** Start of PAGE EXTRACT **

Over View of Point Reyes

Very Interesting Geology: I was reading about the geology of Point Reyes and I thought it was important to let you know how earth quakes affect the coast lines of the circle of fire around the entire Pacific Ocean!

The entire Point Reyes Peninsula is a piece of the Salinian Block transported northward by the San Andreas Fault. Its core is granite, unlike the terrain east of Tomales Bay. The granite rocks that form the peninsula were once continuous with the Tehachapi Mountains 350 miles south. In the 1906 earthquake, Point Reyes moved north 21 feet.

Point Reyes Peninsula

Point Reyes is a prominent cape and popular Northern California tourist destination on the Pacific coast. It is located in Marin County approximately 30 miles (50 km) west-northwest of San Francisco. The term is often applied to the Point Reyes Peninsula, the region bounded by Tomales Bay on the northeast and Bolinas Lagoon on the southeast. The headland is protected as part of Point Reyes National Seashore.

** End of PAGE EXTRACT **
** Start of PROVIDED RECORDS **

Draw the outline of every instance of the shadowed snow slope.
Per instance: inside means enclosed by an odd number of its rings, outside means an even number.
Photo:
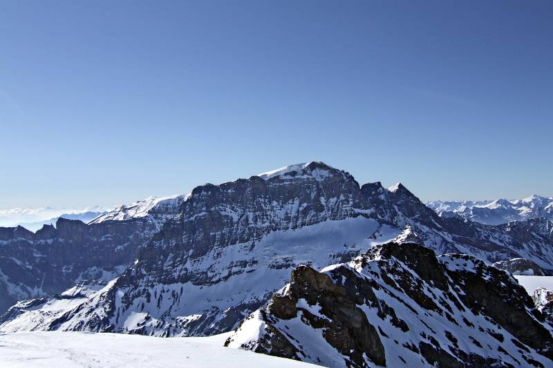
[[[0,335],[0,362],[6,368],[313,367],[289,359],[223,347],[227,335],[162,338],[82,332],[8,333]]]
[[[553,220],[553,197],[532,195],[515,200],[434,201],[427,202],[427,206],[442,217],[458,215],[488,225],[539,217]]]

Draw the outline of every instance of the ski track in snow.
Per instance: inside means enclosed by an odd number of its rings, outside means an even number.
[[[85,332],[0,335],[3,368],[56,367],[300,367],[315,365],[223,346],[229,333],[208,338],[156,338]]]

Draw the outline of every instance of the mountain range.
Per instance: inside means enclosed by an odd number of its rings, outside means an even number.
[[[472,359],[475,366],[495,362],[507,367],[516,361],[547,366],[552,342],[546,332],[550,327],[514,279],[499,269],[513,273],[553,273],[551,220],[528,217],[489,225],[442,215],[401,184],[388,188],[379,182],[360,185],[350,173],[313,162],[220,185],[207,184],[186,195],[121,206],[89,224],[59,219],[55,227],[45,226],[35,233],[21,227],[2,228],[0,299],[9,302],[0,307],[6,311],[15,304],[0,317],[0,331],[189,336],[240,326],[229,345],[256,351],[263,345],[263,352],[272,354],[274,349],[274,354],[312,362],[317,362],[315,356],[321,362],[328,358],[339,362],[335,366],[343,362],[352,366],[413,362],[415,358],[443,364]],[[453,253],[468,255],[434,255]],[[413,259],[420,260],[418,265],[410,263]],[[427,263],[434,265],[433,271],[420,269]],[[330,264],[341,266],[325,268]],[[322,273],[317,271],[321,269]],[[395,275],[395,280],[387,279],[384,271]],[[339,297],[336,300],[346,302],[350,311],[361,309],[352,312],[361,320],[375,323],[375,316],[379,314],[379,328],[353,328],[355,333],[370,338],[373,353],[381,352],[367,355],[368,360],[344,353],[346,347],[357,347],[357,335],[344,344],[326,337],[326,342],[320,341],[321,347],[330,344],[339,349],[338,356],[324,358],[319,350],[306,347],[312,330],[326,326],[327,311],[332,316],[339,312],[328,311],[321,304],[318,316],[313,306],[322,300],[309,296],[306,305],[298,296],[318,295],[319,286],[315,291],[300,288],[294,295],[285,289],[276,293],[287,283],[297,284],[294,275],[321,280],[330,288],[324,293],[337,293],[332,298]],[[493,282],[488,282],[490,278]],[[348,280],[355,285],[351,287],[357,290],[353,293],[348,291]],[[467,289],[467,281],[479,289]],[[491,296],[483,293],[498,284],[503,291]],[[408,290],[409,285],[421,295]],[[294,317],[290,311],[272,309],[277,295],[291,298],[285,309],[305,310],[319,319],[306,314],[309,325],[301,325],[306,322],[300,318],[294,322],[297,331],[287,335],[285,330],[292,326],[286,318]],[[361,303],[362,299],[368,301]],[[409,309],[415,306],[411,300],[418,307]],[[364,303],[366,307],[355,307]],[[517,325],[499,320],[500,316],[491,307],[482,309],[482,303],[503,303],[504,314],[529,323],[530,329],[517,331]],[[246,318],[261,321],[256,323],[279,331],[288,342],[281,339],[279,347],[267,345],[260,329],[252,334],[245,327]],[[394,342],[391,334],[399,333],[391,329],[404,329],[402,320],[414,323],[416,333],[404,331],[409,338]],[[298,332],[306,329],[310,331],[306,335]],[[336,330],[339,336],[343,332]],[[500,340],[499,334],[508,339],[492,344]],[[452,347],[445,352],[444,336]],[[541,342],[532,342],[536,336],[541,336]],[[480,344],[485,341],[498,352],[486,356],[486,348],[470,338]],[[303,347],[299,349],[298,344]],[[277,354],[281,348],[284,350]],[[509,356],[502,351],[512,349],[522,352]],[[413,355],[406,349],[418,352]],[[398,352],[401,359],[388,357],[390,351]],[[536,358],[536,354],[544,358]]]

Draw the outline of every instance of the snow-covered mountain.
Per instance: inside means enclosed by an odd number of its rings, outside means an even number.
[[[296,268],[225,345],[332,367],[545,367],[552,330],[507,273],[388,243],[320,272]]]
[[[17,226],[24,227],[27,230],[35,232],[42,229],[44,225],[55,225],[57,222],[57,219],[59,217],[63,217],[67,220],[78,220],[79,221],[82,221],[83,222],[88,222],[104,213],[106,213],[106,211],[85,211],[77,213],[62,213],[59,216],[42,221],[37,221],[34,222],[19,222],[17,224]]]
[[[460,216],[488,225],[543,217],[553,220],[553,197],[532,195],[523,200],[427,202],[442,217]]]
[[[282,287],[298,264],[347,262],[391,240],[489,264],[525,258],[544,273],[553,270],[546,220],[490,226],[440,217],[403,185],[360,186],[321,162],[200,186],[182,200],[120,277],[93,294],[19,302],[0,318],[0,331],[227,331]]]

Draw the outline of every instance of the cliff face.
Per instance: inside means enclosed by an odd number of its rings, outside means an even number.
[[[532,306],[474,258],[388,243],[296,268],[225,345],[328,367],[550,367],[551,328]]]

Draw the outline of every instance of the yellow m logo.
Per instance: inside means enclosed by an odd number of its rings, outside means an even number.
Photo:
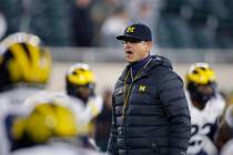
[[[134,29],[135,29],[135,28],[133,28],[133,27],[129,27],[128,30],[126,30],[126,32],[133,33],[133,32],[134,32]]]
[[[144,92],[145,91],[145,85],[139,85],[139,91]]]

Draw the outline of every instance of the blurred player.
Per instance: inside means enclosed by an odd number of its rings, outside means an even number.
[[[14,33],[0,43],[0,154],[9,147],[8,126],[23,101],[45,86],[51,70],[48,49],[37,35]]]
[[[212,140],[225,101],[216,92],[215,72],[206,63],[191,65],[186,89],[192,123],[188,155],[205,155],[215,148]]]
[[[75,112],[62,102],[50,99],[37,103],[32,111],[13,121],[12,155],[100,155],[88,148],[80,135]]]
[[[94,118],[101,113],[102,97],[95,95],[95,78],[90,66],[77,63],[70,66],[65,75],[65,91],[73,102],[81,102],[85,106],[85,121],[92,122],[90,136],[94,137]]]

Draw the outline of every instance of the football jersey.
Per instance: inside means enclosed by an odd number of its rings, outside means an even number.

** End of PROVIDED RECORDS **

EXERCISE TASK → Retype the whole Point Reyes overview at the top of the page word for word, keeping its headings and paragraph breaks.

RESPONSE BELOW →
Over View of Point Reyes

Very Interesting Geology: I was reading about the geology of Point Reyes and I thought it was important to let you know how earth quakes affect the coast lines of the circle of fire around the entire Pacific Ocean!

The entire Point Reyes Peninsula is a piece of the Salinian Block transported northward by the San Andreas Fault. Its core is granite, unlike the terrain east of Tomales Bay. The granite rocks that form the peninsula were once continuous with the Tehachapi Mountains 350 miles south. In the 1906 earthquake, Point Reyes moved north 21 feet.

Point Reyes Peninsula

Point Reyes is a prominent cape and popular Northern California tourist destination on the Pacific coast. It is located in Marin County approximately 30 miles (50 km) west-northwest of San Francisco. The term is often applied to the Point Reyes Peninsula, the region bounded by Tomales Bay on the northeast and Bolinas Lagoon on the southeast. The headland is protected as part of Point Reyes National Seashore.